Requirements → Rewrite the lines from the one containing "GET /v1/detect?q=far shore treeline" through the end of the records, inclusive, as a Markdown table with columns No. and Text: number each line in No. and put the line itself in Text, leaving out blank lines.

Extracted information →

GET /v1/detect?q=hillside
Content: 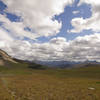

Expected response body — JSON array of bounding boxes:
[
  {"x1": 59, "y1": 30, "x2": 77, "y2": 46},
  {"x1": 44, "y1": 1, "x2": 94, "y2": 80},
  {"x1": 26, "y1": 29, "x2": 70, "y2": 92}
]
[{"x1": 0, "y1": 49, "x2": 17, "y2": 65}]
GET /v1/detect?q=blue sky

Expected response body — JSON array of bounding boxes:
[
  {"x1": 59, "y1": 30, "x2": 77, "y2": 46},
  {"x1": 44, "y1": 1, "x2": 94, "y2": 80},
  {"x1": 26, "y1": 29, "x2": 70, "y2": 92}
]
[
  {"x1": 0, "y1": 0, "x2": 93, "y2": 42},
  {"x1": 0, "y1": 0, "x2": 100, "y2": 62}
]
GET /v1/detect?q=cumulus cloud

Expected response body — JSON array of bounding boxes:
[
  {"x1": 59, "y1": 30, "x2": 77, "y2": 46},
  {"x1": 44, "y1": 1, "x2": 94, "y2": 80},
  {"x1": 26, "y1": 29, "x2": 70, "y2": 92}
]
[
  {"x1": 1, "y1": 33, "x2": 100, "y2": 62},
  {"x1": 72, "y1": 10, "x2": 80, "y2": 14},
  {"x1": 2, "y1": 0, "x2": 74, "y2": 39},
  {"x1": 69, "y1": 0, "x2": 100, "y2": 33}
]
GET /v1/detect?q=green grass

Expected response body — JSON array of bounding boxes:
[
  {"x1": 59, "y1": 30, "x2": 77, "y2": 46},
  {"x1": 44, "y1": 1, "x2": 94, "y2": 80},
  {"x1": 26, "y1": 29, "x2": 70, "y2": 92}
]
[{"x1": 0, "y1": 63, "x2": 100, "y2": 100}]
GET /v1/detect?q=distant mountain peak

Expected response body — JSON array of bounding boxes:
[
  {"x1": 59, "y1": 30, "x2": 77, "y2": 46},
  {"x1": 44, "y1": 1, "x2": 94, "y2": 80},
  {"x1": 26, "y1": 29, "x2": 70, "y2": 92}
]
[{"x1": 0, "y1": 49, "x2": 17, "y2": 65}]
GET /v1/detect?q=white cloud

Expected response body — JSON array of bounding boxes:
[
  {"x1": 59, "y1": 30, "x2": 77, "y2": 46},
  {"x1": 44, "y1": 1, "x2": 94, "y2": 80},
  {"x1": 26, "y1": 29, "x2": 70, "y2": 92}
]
[
  {"x1": 69, "y1": 0, "x2": 100, "y2": 33},
  {"x1": 72, "y1": 10, "x2": 80, "y2": 14},
  {"x1": 2, "y1": 0, "x2": 74, "y2": 39},
  {"x1": 0, "y1": 33, "x2": 100, "y2": 62}
]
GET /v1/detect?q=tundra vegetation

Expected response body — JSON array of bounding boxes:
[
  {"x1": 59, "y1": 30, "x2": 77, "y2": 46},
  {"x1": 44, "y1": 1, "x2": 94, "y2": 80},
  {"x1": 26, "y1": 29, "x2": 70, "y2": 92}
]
[{"x1": 0, "y1": 62, "x2": 100, "y2": 100}]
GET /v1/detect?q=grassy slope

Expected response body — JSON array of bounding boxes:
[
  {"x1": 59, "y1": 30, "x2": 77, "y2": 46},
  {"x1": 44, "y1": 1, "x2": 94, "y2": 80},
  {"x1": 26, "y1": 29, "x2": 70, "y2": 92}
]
[{"x1": 0, "y1": 63, "x2": 100, "y2": 100}]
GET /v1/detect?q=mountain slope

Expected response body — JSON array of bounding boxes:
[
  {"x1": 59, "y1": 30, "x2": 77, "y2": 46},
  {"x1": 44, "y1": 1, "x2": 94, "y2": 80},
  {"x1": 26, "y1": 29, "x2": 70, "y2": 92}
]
[{"x1": 0, "y1": 49, "x2": 17, "y2": 65}]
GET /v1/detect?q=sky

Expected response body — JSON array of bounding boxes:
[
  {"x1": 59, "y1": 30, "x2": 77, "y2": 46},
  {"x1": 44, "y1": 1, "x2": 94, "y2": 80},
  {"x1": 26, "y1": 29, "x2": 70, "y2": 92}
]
[{"x1": 0, "y1": 0, "x2": 100, "y2": 62}]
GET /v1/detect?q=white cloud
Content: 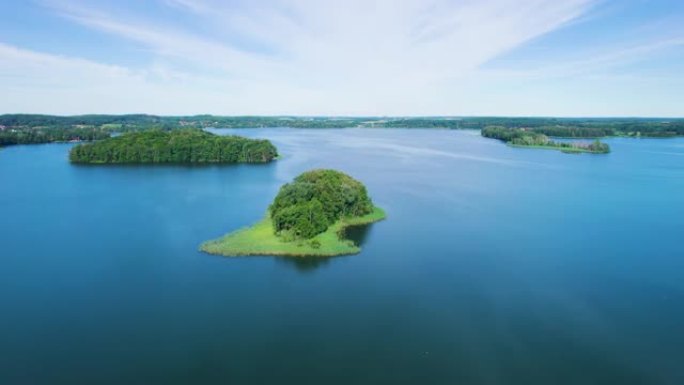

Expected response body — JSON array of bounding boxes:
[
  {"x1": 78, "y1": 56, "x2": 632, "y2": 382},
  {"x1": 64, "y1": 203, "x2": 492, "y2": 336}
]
[{"x1": 0, "y1": 0, "x2": 672, "y2": 115}]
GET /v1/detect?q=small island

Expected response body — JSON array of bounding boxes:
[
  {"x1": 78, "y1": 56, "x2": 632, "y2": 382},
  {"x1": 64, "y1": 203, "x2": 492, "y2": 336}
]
[
  {"x1": 482, "y1": 126, "x2": 610, "y2": 154},
  {"x1": 69, "y1": 129, "x2": 278, "y2": 164},
  {"x1": 200, "y1": 170, "x2": 385, "y2": 257}
]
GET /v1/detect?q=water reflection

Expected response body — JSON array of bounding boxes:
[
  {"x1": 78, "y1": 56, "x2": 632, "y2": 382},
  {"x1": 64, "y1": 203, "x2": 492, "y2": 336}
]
[
  {"x1": 344, "y1": 225, "x2": 371, "y2": 247},
  {"x1": 276, "y1": 257, "x2": 335, "y2": 273}
]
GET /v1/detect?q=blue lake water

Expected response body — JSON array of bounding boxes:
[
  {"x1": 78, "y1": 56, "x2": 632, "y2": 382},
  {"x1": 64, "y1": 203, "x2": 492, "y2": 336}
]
[{"x1": 0, "y1": 128, "x2": 684, "y2": 385}]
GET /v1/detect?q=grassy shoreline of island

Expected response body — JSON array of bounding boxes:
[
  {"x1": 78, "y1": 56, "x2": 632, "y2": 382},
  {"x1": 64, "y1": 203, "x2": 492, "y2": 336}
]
[{"x1": 200, "y1": 206, "x2": 387, "y2": 257}]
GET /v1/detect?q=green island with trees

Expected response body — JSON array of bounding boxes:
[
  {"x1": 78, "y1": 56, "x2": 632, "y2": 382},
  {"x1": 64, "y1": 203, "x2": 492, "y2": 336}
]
[
  {"x1": 482, "y1": 126, "x2": 610, "y2": 154},
  {"x1": 69, "y1": 129, "x2": 278, "y2": 164},
  {"x1": 200, "y1": 169, "x2": 385, "y2": 257}
]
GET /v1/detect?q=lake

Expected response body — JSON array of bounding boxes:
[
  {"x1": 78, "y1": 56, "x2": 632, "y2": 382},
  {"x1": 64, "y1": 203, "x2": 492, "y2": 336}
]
[{"x1": 0, "y1": 128, "x2": 684, "y2": 385}]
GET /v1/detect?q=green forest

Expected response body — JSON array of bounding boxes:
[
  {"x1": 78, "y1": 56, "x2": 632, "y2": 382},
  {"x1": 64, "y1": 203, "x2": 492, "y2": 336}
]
[
  {"x1": 69, "y1": 129, "x2": 278, "y2": 164},
  {"x1": 0, "y1": 127, "x2": 110, "y2": 146},
  {"x1": 200, "y1": 169, "x2": 386, "y2": 257},
  {"x1": 0, "y1": 114, "x2": 684, "y2": 144},
  {"x1": 482, "y1": 126, "x2": 610, "y2": 154},
  {"x1": 269, "y1": 170, "x2": 373, "y2": 239}
]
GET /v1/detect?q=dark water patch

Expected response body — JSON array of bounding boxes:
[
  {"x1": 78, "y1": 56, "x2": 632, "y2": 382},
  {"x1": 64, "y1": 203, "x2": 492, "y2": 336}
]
[
  {"x1": 0, "y1": 129, "x2": 684, "y2": 385},
  {"x1": 342, "y1": 224, "x2": 373, "y2": 247}
]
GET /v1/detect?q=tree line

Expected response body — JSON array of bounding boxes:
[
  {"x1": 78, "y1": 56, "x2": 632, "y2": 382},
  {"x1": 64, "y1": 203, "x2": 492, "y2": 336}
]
[
  {"x1": 69, "y1": 129, "x2": 278, "y2": 164},
  {"x1": 482, "y1": 126, "x2": 610, "y2": 154}
]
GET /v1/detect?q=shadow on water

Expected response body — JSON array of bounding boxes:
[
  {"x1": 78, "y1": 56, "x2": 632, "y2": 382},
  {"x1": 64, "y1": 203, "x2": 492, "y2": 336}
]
[
  {"x1": 344, "y1": 224, "x2": 372, "y2": 247},
  {"x1": 276, "y1": 257, "x2": 337, "y2": 273}
]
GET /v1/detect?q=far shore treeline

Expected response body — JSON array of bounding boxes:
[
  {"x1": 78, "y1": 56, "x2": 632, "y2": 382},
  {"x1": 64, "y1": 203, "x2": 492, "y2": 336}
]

Full answer →
| No. | Text |
|---|---|
| 1 | GET /v1/detect?q=far shore treeline |
| 2 | Expected response body — JSON array of bounding boxes: |
| 3 | [ |
| 4 |   {"x1": 78, "y1": 56, "x2": 632, "y2": 382}, |
| 5 |   {"x1": 64, "y1": 203, "x2": 492, "y2": 336} |
| 6 | ] |